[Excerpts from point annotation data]
□ □ □ □

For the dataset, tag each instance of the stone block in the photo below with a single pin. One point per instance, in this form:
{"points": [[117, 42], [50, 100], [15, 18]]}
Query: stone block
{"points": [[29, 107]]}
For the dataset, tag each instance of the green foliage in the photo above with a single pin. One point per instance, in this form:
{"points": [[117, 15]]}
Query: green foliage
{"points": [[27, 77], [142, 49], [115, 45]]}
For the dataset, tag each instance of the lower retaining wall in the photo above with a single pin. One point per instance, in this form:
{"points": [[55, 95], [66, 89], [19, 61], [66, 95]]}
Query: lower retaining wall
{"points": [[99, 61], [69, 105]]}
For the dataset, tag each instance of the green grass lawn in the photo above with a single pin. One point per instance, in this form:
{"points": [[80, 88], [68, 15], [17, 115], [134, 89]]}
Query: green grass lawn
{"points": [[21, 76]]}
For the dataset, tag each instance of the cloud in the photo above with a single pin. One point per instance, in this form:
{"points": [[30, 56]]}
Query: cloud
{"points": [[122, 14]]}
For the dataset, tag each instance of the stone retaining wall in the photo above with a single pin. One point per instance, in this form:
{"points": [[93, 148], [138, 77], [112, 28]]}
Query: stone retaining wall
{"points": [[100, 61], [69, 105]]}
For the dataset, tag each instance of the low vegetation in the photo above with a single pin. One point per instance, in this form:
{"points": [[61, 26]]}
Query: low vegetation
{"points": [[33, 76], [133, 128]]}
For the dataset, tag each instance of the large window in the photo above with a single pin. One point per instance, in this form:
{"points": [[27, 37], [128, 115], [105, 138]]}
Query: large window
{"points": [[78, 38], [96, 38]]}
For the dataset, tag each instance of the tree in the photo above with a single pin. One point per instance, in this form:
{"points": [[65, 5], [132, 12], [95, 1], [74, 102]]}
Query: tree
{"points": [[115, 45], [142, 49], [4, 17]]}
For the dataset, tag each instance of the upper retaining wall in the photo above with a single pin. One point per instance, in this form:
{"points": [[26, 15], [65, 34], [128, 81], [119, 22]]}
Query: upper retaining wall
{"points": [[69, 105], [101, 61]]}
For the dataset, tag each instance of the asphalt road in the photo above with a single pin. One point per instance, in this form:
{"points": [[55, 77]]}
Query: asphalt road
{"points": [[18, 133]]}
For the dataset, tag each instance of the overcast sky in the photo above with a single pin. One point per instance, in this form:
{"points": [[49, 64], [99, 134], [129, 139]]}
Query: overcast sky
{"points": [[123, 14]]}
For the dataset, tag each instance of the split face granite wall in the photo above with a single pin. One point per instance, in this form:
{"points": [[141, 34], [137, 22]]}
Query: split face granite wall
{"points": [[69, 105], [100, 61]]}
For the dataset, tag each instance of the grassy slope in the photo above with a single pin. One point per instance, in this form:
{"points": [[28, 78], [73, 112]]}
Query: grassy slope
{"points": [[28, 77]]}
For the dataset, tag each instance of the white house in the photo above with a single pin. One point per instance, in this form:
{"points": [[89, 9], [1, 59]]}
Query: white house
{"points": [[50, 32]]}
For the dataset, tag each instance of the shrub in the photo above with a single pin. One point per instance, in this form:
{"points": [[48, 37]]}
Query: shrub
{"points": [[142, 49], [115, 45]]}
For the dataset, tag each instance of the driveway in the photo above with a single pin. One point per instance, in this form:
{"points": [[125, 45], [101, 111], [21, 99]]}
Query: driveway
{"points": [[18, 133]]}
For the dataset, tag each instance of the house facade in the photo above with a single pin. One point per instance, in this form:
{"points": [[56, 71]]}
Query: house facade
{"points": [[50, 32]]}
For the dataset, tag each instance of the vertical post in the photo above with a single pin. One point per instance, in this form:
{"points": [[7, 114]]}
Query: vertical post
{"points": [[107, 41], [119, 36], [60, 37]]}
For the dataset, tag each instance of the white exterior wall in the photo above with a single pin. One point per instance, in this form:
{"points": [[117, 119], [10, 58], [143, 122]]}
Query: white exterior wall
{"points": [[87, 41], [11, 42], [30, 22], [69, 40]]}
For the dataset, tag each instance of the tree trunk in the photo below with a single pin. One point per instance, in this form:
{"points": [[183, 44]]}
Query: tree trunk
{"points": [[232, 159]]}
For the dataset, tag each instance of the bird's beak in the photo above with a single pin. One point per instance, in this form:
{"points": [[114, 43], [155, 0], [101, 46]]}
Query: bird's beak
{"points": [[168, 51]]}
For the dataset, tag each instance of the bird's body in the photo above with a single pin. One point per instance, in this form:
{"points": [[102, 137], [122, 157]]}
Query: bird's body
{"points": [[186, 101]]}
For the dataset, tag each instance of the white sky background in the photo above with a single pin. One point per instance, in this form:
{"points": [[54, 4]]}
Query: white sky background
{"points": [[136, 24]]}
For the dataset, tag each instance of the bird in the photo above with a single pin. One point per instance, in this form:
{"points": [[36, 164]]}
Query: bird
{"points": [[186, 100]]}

□ □ □ □

(Exercise requirements):
Output the lines of the data above as a JSON list of strings, one string per line, omitting blank lines.

(Response):
[
  "For the dataset, tag each instance of the stone block in the photo below with a single pin. One point per instance, in this form:",
  "{\"points\": [[117, 42], [50, 100], [15, 18]]}",
  "Query: stone block",
  "{\"points\": [[29, 107]]}",
  "For the dataset, tag each instance of the green foliage in the photo above with a single pin. One point per instance, in this form:",
  "{\"points\": [[117, 15]]}",
  "Query: green foliage",
  "{\"points\": [[27, 77], [142, 49], [115, 45]]}",
  "For the dataset, tag each instance of the lower retaining wall in the photo above with a single pin. One point per instance, in this form:",
  "{\"points\": [[55, 95], [66, 89], [19, 61], [66, 95]]}",
  "Query: lower retaining wall",
  "{\"points\": [[99, 61], [69, 105]]}",
  "For the dataset, tag each instance of the green grass lawn in the photo above with a single pin. One point per instance, in this form:",
  "{\"points\": [[80, 88], [68, 15], [17, 115], [134, 89]]}",
  "Query: green grass lawn",
  "{\"points\": [[21, 76]]}",
  "For the dataset, tag each instance of the cloud in the photo above with a single pin. One point per instance, in this form:",
  "{\"points\": [[30, 56]]}",
  "Query: cloud",
  "{\"points\": [[122, 14]]}",
  "For the dataset, tag each instance of the stone retaining wall in the photo above with a single pin. One point per instance, in this form:",
  "{\"points\": [[93, 148], [138, 77], [112, 28]]}",
  "Query: stone retaining wall",
  "{\"points\": [[100, 61], [69, 105]]}",
  "For the dataset, tag each instance of the low vegetation in the photo above with a single pin. One point per instance, in this form:",
  "{\"points\": [[61, 26]]}",
  "Query: low vegetation",
  "{\"points\": [[33, 76], [133, 128]]}",
  "For the dataset, tag each instance of the large window in the photo above with a single pin. One point per instance, in this form:",
  "{\"points\": [[27, 37], [128, 115], [105, 138]]}",
  "Query: large window",
  "{\"points\": [[78, 38], [96, 38]]}",
  "For the dataset, tag each instance of the tree in the photo above with a single pin. One point per instance, in this form:",
  "{\"points\": [[65, 5], [132, 12], [95, 1], [74, 102]]}",
  "Query: tree",
  "{\"points\": [[115, 45], [142, 49], [4, 17]]}",
  "For the dataset, tag each instance of the upper retaining wall in the photo above with a single pin. One point per instance, in this form:",
  "{\"points\": [[26, 15], [65, 34], [128, 81], [119, 22]]}",
  "Query: upper retaining wall",
  "{\"points\": [[69, 105], [101, 61]]}",
  "For the dataset, tag each instance of the asphalt road in the photo above with a single pin. One point per instance, in this form:",
  "{\"points\": [[55, 77]]}",
  "Query: asphalt road",
  "{\"points\": [[18, 133]]}",
  "For the dataset, tag each instance of the overcast sky in the photo above with a single pin. One point per instance, in this form:",
  "{\"points\": [[49, 64], [99, 134], [129, 139]]}",
  "Query: overcast sky",
  "{\"points\": [[123, 14]]}",
  "For the dataset, tag each instance of the split face granite wall in the photo above with a single pin. One point per instance, in this form:",
  "{\"points\": [[141, 34], [137, 22]]}",
  "Query: split face granite wall",
  "{\"points\": [[69, 105], [100, 61]]}",
  "For the dataset, tag each instance of the grassy slope in the photo above with a single pin. One point per instance, in this form:",
  "{\"points\": [[28, 78], [73, 112]]}",
  "Query: grassy slope",
  "{\"points\": [[28, 77]]}",
  "For the dataset, tag each instance of the white house in the photo above with a single pin. One point per instance, in this form:",
  "{\"points\": [[89, 9], [1, 59]]}",
  "Query: white house",
  "{\"points\": [[50, 32]]}",
  "For the dataset, tag each instance of the shrub in the photo above with a single pin. One point per instance, in this form:",
  "{\"points\": [[48, 37]]}",
  "Query: shrub",
  "{\"points\": [[142, 49], [115, 45]]}",
  "For the dataset, tag each instance of the driveway in the photo above with a single pin. One point per instance, in this form:",
  "{\"points\": [[125, 45], [101, 111], [21, 99]]}",
  "Query: driveway",
  "{\"points\": [[18, 133]]}",
  "For the dataset, tag each instance of the house facade in the photo above with a single pin. One point per instance, in this form:",
  "{\"points\": [[56, 71]]}",
  "Query: house facade",
  "{\"points\": [[50, 32]]}",
  "For the dataset, tag each instance of the vertical post in the photo above with a single pin. One point per instance, in this form:",
  "{\"points\": [[7, 114]]}",
  "Query: vertical post",
  "{\"points\": [[107, 41], [119, 36], [60, 37]]}",
  "For the dataset, tag each instance of the white exterior wall in the photo above with a single pin. One point per instance, in this form:",
  "{\"points\": [[117, 119], [10, 58], [143, 122]]}",
  "Query: white exterior wall",
  "{\"points\": [[87, 41], [11, 42], [30, 22], [69, 40]]}",
  "For the dataset, tag each instance of the tree trunk in the photo below with a single pin. One point per instance, in this form:",
  "{\"points\": [[183, 44]]}",
  "Query: tree trunk",
  "{\"points\": [[232, 159]]}",
  "For the dataset, tag each instance of the bird's beak in the photo above with a single pin. One point per instance, in this form:",
  "{\"points\": [[114, 43], [155, 0], [101, 46]]}",
  "Query: bird's beak",
  "{\"points\": [[168, 51]]}",
  "For the dataset, tag each instance of the bird's body in the photo above with a single pin. One point per instance, in this form:",
  "{\"points\": [[102, 137], [122, 157]]}",
  "Query: bird's body",
  "{\"points\": [[186, 101]]}",
  "For the dataset, tag each instance of the white sky background in the photo above with a single pin. One point per instance, in this form:",
  "{\"points\": [[54, 4]]}",
  "Query: white sky background",
  "{\"points\": [[136, 24]]}",
  "For the dataset, tag each instance of the bird in the photo above with a single pin. One point per instance, in this form:",
  "{\"points\": [[36, 164]]}",
  "Query: bird",
  "{\"points\": [[186, 100]]}"
]